WHAT THE TASK REQUIRES –
Edit the data below by replacing "receives one point" with "gets one point" wherever it occurs, leaving every other word unchanged. Leave the pictures out of your answer.

BEGIN ITEMS

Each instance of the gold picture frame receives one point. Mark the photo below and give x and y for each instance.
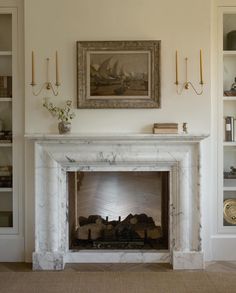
(118, 74)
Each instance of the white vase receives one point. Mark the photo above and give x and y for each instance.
(64, 127)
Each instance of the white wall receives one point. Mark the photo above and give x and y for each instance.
(52, 25)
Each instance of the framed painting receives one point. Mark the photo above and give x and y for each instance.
(118, 74)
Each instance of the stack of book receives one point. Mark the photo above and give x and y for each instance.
(165, 128)
(5, 176)
(229, 128)
(5, 86)
(5, 136)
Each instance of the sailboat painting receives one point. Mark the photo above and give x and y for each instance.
(119, 74)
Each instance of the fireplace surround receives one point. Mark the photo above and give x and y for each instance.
(55, 155)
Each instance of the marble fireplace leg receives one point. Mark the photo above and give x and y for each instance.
(48, 254)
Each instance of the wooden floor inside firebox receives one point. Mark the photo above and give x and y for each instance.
(116, 195)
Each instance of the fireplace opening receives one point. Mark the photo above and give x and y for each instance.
(118, 210)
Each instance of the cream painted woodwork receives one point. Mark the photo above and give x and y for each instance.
(11, 112)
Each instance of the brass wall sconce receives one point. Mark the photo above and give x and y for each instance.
(47, 84)
(188, 84)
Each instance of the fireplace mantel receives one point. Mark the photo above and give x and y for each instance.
(119, 137)
(55, 155)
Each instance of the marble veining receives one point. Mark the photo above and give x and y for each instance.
(57, 154)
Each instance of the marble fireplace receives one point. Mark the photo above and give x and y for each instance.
(55, 155)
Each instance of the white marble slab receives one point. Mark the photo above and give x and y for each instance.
(57, 154)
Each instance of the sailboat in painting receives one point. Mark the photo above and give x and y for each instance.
(111, 78)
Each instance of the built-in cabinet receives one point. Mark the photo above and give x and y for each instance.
(11, 130)
(6, 96)
(227, 120)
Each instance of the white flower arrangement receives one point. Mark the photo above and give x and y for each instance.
(64, 114)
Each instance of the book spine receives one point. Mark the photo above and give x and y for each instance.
(229, 128)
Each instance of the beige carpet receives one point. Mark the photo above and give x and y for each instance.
(117, 282)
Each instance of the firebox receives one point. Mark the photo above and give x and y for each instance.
(118, 210)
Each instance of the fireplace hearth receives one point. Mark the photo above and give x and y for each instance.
(118, 210)
(55, 156)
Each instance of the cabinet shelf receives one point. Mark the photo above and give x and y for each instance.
(229, 185)
(5, 53)
(229, 98)
(5, 99)
(229, 143)
(6, 189)
(5, 144)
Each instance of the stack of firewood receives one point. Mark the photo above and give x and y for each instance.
(133, 227)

END ITEMS

CORRECT RESULT –
Each instance of the gold picture frame gets one point. Mark the photo below and give x and y for each instance.
(118, 74)
Each instance of the white vase gets one point. Mark the photo above and give x and y for each instance.
(64, 127)
Each instance of the white wall gets one point. Mark the photo above and give x and y for each instance.
(52, 25)
Each instance of the framed painting gets one point. Mark the photo above and give x and y for each instance.
(118, 74)
Each instance of the stack of book gets one point. Mark the photo above and give x and y for each instance.
(165, 128)
(5, 176)
(229, 128)
(5, 86)
(5, 136)
Each instance of the sailboat painting gets one point. Mark the photo above and give x and y for each instance.
(119, 74)
Each instance of the fireplace surround gets one point. Mark the photo above and give x and y for each instance.
(55, 155)
Each instance of the marble fireplace leg gets one point. Mark the photo above and give x and y for each instance.
(48, 254)
Each instance of the wooden floor inside firebox gets one point. Mark the photo above and give x and y for each instance.
(116, 195)
Each instance of the fireplace opening gets one point. Mark the photo above and give x and y for each instance.
(118, 210)
Each instance of the cream painted woodwork gets one point. Mark the photo above and give x and y for each instance.
(11, 112)
Each instance of the brass wall sconce gets one point. Mark the photo above and give x and y for each instance.
(47, 84)
(188, 84)
Each instance of the fireplace mantel gets one point. Mark the photo above and give x and y for each instance.
(119, 137)
(55, 155)
Each instance of the marble veining gets one point. Mark the photo above and give x and y for each instance.
(57, 154)
Each instance of the marble fireplace gets one point. Mark the photo above and give x and y for each instance.
(55, 155)
Each instance of the white marble slab gets one point. Mark the photo above and give x and y for each instance.
(57, 154)
Each instance of the sailboat in painting gets one point. Mark the photo above and give x and y for each instance.
(111, 78)
Each instance of the built-in cabinet gets one point. Mark the photo above and give x and y for each instance.
(11, 130)
(6, 96)
(227, 120)
Each instance of the white flower arrangement gets one point. Mark the photo above and give x and y for each instance.
(64, 114)
Each instance of the book spine gets one point. Mark the photo above and give x and y for each instance.
(229, 128)
Each instance of the beige carpet gets one point. Mark the photo above and give x and y for each instance.
(117, 282)
Each instance of the firebox gets one point. Mark the photo above and give x and y for each instance.
(118, 210)
Each instance of the fireplace hearth gets one point. Mark the photo above and give x and y for each instance.
(118, 210)
(55, 156)
Each instance of the cabinet shelf gets one point. Mark the photo above and give x and y for each instance.
(229, 185)
(5, 53)
(229, 98)
(5, 99)
(229, 143)
(6, 189)
(5, 144)
Each instance of the stack of firewood gets one point. Mark the photo above and give x and y for each instance.
(133, 227)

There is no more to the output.